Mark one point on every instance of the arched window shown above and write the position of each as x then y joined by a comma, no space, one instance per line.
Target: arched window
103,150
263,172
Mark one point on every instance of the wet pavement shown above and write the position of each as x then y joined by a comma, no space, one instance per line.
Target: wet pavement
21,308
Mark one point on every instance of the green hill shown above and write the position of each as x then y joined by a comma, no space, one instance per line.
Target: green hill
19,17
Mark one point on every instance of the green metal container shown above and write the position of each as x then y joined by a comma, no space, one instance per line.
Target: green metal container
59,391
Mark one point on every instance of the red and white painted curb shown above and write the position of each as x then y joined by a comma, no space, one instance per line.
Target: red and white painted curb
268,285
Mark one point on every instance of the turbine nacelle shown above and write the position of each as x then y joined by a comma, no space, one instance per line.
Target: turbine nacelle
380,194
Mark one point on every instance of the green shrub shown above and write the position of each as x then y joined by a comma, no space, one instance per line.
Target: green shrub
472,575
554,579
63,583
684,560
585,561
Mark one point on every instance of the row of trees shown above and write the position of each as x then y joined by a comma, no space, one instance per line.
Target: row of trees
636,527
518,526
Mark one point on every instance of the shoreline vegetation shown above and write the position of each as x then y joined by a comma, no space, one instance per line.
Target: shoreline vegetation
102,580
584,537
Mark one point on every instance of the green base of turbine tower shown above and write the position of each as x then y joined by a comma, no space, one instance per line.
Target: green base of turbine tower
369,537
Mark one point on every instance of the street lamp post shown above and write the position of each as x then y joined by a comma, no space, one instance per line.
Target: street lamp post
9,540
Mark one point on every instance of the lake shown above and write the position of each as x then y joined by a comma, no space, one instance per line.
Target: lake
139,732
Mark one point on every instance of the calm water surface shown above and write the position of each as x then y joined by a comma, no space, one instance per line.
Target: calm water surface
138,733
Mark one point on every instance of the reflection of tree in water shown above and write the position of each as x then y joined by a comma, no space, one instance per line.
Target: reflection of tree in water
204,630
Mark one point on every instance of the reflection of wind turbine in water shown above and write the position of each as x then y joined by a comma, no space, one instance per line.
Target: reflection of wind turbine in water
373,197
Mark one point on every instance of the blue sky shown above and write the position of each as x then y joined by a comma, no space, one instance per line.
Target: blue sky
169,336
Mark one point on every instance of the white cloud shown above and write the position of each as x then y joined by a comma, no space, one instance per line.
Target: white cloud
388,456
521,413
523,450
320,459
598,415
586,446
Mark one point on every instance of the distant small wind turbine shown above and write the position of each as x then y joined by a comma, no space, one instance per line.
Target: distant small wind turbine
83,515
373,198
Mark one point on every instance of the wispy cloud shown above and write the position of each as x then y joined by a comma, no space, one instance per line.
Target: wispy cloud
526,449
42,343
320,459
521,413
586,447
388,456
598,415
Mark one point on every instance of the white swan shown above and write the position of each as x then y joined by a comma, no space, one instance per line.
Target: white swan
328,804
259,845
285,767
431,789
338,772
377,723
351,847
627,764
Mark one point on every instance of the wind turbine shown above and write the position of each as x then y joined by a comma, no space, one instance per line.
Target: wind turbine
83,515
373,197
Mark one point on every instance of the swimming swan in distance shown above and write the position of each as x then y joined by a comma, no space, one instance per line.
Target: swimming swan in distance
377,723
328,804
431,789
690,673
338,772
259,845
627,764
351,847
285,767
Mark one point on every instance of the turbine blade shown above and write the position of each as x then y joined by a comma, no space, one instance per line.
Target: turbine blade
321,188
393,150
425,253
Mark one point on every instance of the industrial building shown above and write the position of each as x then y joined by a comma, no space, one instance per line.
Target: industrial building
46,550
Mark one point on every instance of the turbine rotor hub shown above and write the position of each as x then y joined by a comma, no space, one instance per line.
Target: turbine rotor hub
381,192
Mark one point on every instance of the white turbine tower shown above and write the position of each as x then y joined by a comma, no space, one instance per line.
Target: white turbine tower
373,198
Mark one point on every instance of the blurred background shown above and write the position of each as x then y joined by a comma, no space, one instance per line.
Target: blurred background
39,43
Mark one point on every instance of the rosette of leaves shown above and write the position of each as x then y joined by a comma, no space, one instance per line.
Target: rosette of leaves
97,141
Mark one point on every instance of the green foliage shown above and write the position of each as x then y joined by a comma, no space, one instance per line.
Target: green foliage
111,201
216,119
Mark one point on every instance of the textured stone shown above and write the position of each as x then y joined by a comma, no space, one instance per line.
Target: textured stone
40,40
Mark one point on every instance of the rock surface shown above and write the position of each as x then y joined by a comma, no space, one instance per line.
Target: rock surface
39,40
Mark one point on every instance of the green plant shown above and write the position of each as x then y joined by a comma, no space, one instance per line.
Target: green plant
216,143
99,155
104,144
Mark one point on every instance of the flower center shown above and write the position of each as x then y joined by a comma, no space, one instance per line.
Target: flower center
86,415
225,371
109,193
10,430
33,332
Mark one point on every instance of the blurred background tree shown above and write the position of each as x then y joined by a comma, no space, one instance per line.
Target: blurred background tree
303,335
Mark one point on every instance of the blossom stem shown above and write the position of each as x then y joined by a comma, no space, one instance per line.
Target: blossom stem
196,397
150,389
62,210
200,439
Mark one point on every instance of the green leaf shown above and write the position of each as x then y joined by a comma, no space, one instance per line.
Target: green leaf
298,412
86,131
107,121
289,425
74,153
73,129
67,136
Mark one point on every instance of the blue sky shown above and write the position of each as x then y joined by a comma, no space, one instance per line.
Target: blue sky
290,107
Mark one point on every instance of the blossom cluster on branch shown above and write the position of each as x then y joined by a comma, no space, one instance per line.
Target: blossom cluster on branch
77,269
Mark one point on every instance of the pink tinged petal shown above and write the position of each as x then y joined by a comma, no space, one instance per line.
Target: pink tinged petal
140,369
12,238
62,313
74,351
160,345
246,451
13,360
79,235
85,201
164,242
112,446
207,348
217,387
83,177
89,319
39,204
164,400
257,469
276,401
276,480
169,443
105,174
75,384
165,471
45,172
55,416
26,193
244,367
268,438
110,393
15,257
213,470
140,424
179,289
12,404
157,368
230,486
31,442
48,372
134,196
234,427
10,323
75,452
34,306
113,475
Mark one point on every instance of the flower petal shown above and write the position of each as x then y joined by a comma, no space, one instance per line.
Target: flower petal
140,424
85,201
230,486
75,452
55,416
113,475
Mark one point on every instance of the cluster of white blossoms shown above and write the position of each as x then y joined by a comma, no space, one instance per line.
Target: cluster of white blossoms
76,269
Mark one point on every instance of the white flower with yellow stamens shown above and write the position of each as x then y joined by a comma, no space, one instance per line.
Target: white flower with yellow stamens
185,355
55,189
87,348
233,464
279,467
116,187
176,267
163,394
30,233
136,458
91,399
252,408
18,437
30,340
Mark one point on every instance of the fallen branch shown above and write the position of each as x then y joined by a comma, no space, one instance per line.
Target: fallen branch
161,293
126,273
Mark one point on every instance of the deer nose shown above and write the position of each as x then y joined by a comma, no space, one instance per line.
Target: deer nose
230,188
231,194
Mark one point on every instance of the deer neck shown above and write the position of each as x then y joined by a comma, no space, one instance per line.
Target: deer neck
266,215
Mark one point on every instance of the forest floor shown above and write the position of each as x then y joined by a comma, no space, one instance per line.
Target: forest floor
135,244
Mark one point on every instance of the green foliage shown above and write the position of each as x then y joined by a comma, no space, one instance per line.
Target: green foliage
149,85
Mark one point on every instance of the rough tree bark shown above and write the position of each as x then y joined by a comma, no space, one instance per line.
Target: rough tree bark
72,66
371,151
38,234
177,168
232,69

▸ **Aim of the exercise**
Take the entries above and copy them out exactly.

▸ **In response**
Mark one point on every instance of the arched window shown above and write the position of each as x then y joined by a comma, no space, one instance per line.
Target: arched window
103,150
263,172
Mark one point on every instance of the wet pavement shown above and write the position of each as x then y joined by a comma, no space, one instance per line.
Target: wet pavement
21,308
Mark one point on every instance of the green hill shown above and write the position of each as x then y joined by a comma, no space, one instance per line.
Target: green hill
19,17
Mark one point on every instance of the green metal container shown above and write the position of each as x then y joined by a comma, no space, one instance per line.
Target: green metal container
59,391
Mark one point on every instance of the red and white painted curb shown above and write the position of each as x then y joined by a comma, no space, one instance per line.
Target: red and white painted curb
268,285
Mark one point on every instance of the turbine nacelle shown above and write the position of each as x then y joined by a comma, no space, one instance per line.
Target: turbine nacelle
380,194
Mark one point on every instance of the green shrub shown above and write the position of each as x then y joined by a comma, no space, one instance per line.
Target: green shrub
472,575
554,579
63,583
684,560
585,561
Mark one point on every instance of the row of trees shown above and write the position of each as x then y joined by a comma, no space, one instance per line.
Target: row of trees
636,527
518,526
Mark one point on every instance of the shoreline vegetation shown above and write the position of each as x then y joined by a comma, no space, one instance per line.
Target: shoreline vegetation
102,580
584,537
Mark one point on every instance of the green base of turbine tower shown above and write the position of each as x then y joined by a comma, no space, one instance per line.
Target: green base of turbine tower
369,537
Mark one point on every instance of the street lamp post shown above and write the position of each as x then y joined by a comma, no space, one instance per line.
Target: street lamp post
9,540
Mark one point on every instance of the lake shown above and write the position of each as x then y joined by a comma, no space, one instance per line.
Target: lake
139,732
Mark one point on every instance of the calm water surface shown above and write the position of each as x then y joined by a comma, no space, one instance per line.
Target: calm water surface
138,733
Mark one point on every instance of the reflection of tree in water shown above and write the position of each as x then y joined by a comma, no space, one instance per line.
Target: reflection of tree in water
204,630
Mark one point on every instance of the reflection of wind turbine in water shown above and write the position of each as x then y joined by a comma, no space, one instance per line.
Target: reflection of wind turbine in water
373,197
Mark one point on every instance of the blue sky shown above and write the position of each as x then y joined by a comma, no space, one instance per line.
Target: blue sky
169,336
Mark one point on every instance of the white cloud shown above and write the position of each as x then y joined by a comma, no space, one instance per line.
Target: white cloud
388,456
521,413
523,450
320,459
598,415
586,446
Mark one point on every instance of the distant small wind turbine shown above and write the position of each as x then y joined by a comma, no space, one instance per line.
Target: distant small wind turbine
83,515
373,198
Mark one point on every instance of the wispy cloud shown above and write the position of each as x then y joined by a comma, no space, one instance per line.
Target: wispy cloud
526,449
42,343
320,459
521,413
586,447
388,456
598,415
Mark one point on every instance of the white swan shown above and write the position of each as x then y joined by a comma, no space, one instance per line.
Target: white swan
328,804
259,845
285,767
431,789
338,772
377,723
351,847
627,764
Mark one point on every instance of the wind turbine shown above and write the position of each as x then y joined by a comma, no space, one instance per line.
Target: wind turbine
83,515
373,197
Mark one point on every instance of the swimming swan in distance shown above and write the position of each as x then y joined by a comma, no space, one instance per line.
Target: swimming swan in distance
377,723
328,804
431,789
690,673
338,772
259,845
627,764
351,847
285,767
Mark one point on every instance of the turbine blade shown above and write the position of each as x then y joined by a comma, no space, one instance per line.
Target: turbine blade
321,188
393,150
425,253
Mark one point on every instance of the industrial building shown above and write the position of each as x then y joined by a comma, no space, one instance per line.
Target: industrial building
46,550
Mark one point on every instance of the turbine rotor hub shown above and write the position of each as x then y joined by a comma, no space, one instance per line.
Target: turbine rotor hub
381,192
Mark one point on every instance of the white turbine tower shown above and write the position of each as x then y joined by a comma, no space, one instance per line.
Target: white turbine tower
373,198
Mark one point on every instance of the blurred background shown above and write the position of each as x then y joined by a comma, no space, one instance per line.
Target: blurred background
39,43
Mark one point on every instance of the rosette of leaves shown above and write the position of each as x then y joined by a comma, no space, one instance per line.
Target: rosette of leaves
97,141
Mark one point on every instance of the green foliage shown above and write the position of each as x then y joined by a comma, no space, one instance per line.
Target: green foliage
111,201
216,119
Mark one point on every instance of the textured stone shown above and write the position of each as x then y joined by a comma, no space, one instance per line.
Target: textured stone
40,40
Mark one point on every instance of the rock surface shown above and write the position of each as x then y joined by a comma, no space, one instance per line.
Target: rock surface
39,40
Mark one point on every instance of the green plant shown above and write the position of each as x then y joined by a comma, no space, one instance per line.
Target: green plant
216,143
99,155
104,144
Mark one point on every instance of the flower center shown above and write the position of each as x then y joined by a comma, no space, one instance per line.
Target: flower center
86,415
225,371
109,193
10,430
33,332
Mark one point on every instance of the blurred background tree shown above and write the position of each as x then y joined by a comma, no space, one instance per line.
Target: blurred background tree
303,335
Mark one point on every instance of the blossom stem shown above and write the position of each as x then y joined by a comma, no space, one instance per line.
Target: blossom stem
196,397
150,389
62,210
200,439
Mark one point on every instance of the green leaf shown above and write the position of each as x then y joined by a comma, no space, one instance per line.
Target: green leaf
298,412
86,131
107,121
289,425
74,153
73,129
67,136
Mark one point on every instance of the blue sky shown above and write the position of each as x then y joined by a comma, no space, one instance per line.
Target: blue sky
290,107
Mark one point on every instance of the blossom cluster on branch shown above and write the position of each as x then y joined by a comma, no space, one instance per line.
Target: blossom cluster on branch
77,269
Mark one point on every instance of the pink tinged petal shown above and write the position of each as x then y joined by a comma, no space, one instance per line.
Target: pink tinged petal
140,369
12,238
62,313
74,351
160,345
246,451
13,360
79,235
85,201
164,242
112,446
207,348
217,387
83,177
89,319
39,204
164,400
257,469
276,401
276,480
169,443
105,174
75,384
165,471
45,172
55,416
26,193
244,367
268,438
110,393
15,257
213,470
140,424
179,289
12,404
157,368
230,486
31,442
48,372
134,196
234,427
10,323
75,452
34,306
113,475
Mark one point on every instance of the flower petal shown above and write the position of each as x then y joined by a comma, no space, one instance per line.
Target: flower petal
140,424
85,201
230,486
75,452
55,416
113,475
Mark one point on every instance of the cluster of white blossoms shown above and write the position of each as x then y joined by a comma, no space, one instance per line.
Target: cluster of white blossoms
76,269
Mark one point on every instance of the white flower with yellow stamens shown above and write the position of each as x then y joined by a comma, no space, one instance per line.
Target: white flower with yellow stamens
185,355
55,189
87,348
233,464
279,467
116,187
176,267
163,394
30,233
136,458
91,399
252,408
18,437
30,340
Mark one point on every instance of the fallen branch shown above and write the position of each as x then y joined by a comma, no space, one instance per line.
Target: fallen branch
161,293
126,273
Mark one point on every instance of the deer nose shown above and write the position of each as x then y joined by a comma, no space, one instance per line.
Target: deer nose
230,188
231,194
Mark one point on every instance of the deer neck shown above and write the position of each as x then y joined by a comma, no space, one instance per line.
Target: deer neck
266,215
Mark one point on every instance of the forest floor shown above and write the position of each as x then y joined by a comma, no space, one instance per line.
Target: forest floor
135,244
Mark one point on every instance of the green foliage shown above and write the position of each as x then y joined by a comma, no space, one instance per line.
Target: green foliage
149,85
Mark one point on every instance of the rough tree bark shown above and write the position of each as x then y joined by a comma, no space, one instance per line.
Target: rough tree bark
72,66
371,151
38,234
177,168
232,69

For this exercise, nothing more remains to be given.